━━━━━ Texto de origem

Embora Tertuliano tivesse outorgado à igreja a ideia
de que Deus é uma única substância e três pessoas, de maneira alguma isso
serviu para que o mundo tivesse compreensão adequada da Trindade. O fato é que
essa doutrina confundia até os maiores teólogos. Logo no início do século IV,
Ario, pastor de Alexandria, no Egito, afirmava ser cristão, porém, também
aceitava a teologia grega, que ensinava que Deus é um só e não pode ser
conhecido. De acordo com esse pensamento, Deus é tão radicalmente singular que
não pode partilhar sua substância com qualquer outra coisa: somente Deus pode
ser Deus. Na obra intitulada Thalia, Ario proclamou que Jesus era divino, mas
não era Deus. De acordo com Ario, somente Deus, o Pai, poderia ser imortal, de
modo que o Filho era, necessariamente, um ser criado. Ele era como o Pai, mas
não era verdadeiramente Deus.

━━━━━━━━━━
━━━━━ Registros brutos

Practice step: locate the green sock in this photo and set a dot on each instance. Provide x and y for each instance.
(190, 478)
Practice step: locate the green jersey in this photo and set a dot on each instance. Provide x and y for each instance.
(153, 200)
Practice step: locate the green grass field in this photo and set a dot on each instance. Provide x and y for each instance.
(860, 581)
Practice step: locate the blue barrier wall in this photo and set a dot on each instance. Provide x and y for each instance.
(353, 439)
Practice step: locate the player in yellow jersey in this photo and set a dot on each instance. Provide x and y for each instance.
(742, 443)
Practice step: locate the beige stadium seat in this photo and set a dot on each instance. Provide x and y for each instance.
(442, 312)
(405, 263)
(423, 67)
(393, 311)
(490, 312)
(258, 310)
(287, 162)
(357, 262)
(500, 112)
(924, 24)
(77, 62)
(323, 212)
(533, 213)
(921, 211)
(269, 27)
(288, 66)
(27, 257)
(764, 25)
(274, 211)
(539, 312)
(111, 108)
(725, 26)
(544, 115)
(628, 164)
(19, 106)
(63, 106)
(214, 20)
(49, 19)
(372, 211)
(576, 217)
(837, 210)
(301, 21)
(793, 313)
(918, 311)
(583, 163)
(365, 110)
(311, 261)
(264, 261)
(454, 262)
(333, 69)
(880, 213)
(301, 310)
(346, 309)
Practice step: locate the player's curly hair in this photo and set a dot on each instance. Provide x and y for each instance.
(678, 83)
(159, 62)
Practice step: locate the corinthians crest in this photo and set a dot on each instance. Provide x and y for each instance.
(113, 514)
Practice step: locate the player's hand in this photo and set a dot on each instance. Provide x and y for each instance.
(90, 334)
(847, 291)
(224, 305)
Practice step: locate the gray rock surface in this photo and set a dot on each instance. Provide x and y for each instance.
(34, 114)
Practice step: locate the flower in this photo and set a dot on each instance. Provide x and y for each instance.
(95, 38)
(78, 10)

━━━━━━━━━━

- Tarefa
Transcreva fielmente o trecho do texto de origem que vai de "Embora Tertuliano tivesse" até "era verdadeiramente Deus.", incluindo ambos. Os registros não são necessários para esta atividade.

- Solução da tarefa
Embora Tertuliano tivesse outorgado à igreja a ideia
de que Deus é uma única substância e três pessoas, de maneira alguma isso
serviu para que o mundo tivesse compreensão adequada da Trindade. O fato é que
essa doutrina confundia até os maiores teólogos. Logo no início do século IV,
Ario, pastor de Alexandria, no Egito, afirmava ser cristão, porém, também
aceitava a teologia grega, que ensinava que Deus é um só e não pode ser
conhecido. De acordo com esse pensamento, Deus é tão radicalmente singular que
não pode partilhar sua substância com qualquer outra coisa: somente Deus pode
ser Deus. Na obra intitulada Thalia, Ario proclamou que Jesus era divino, mas
não era Deus. De acordo com Ario, somente Deus, o Pai, poderia ser imortal, de
modo que o Filho era, necessariamente, um ser criado. Ele era como o Pai, mas
não era verdadeiramente Deus.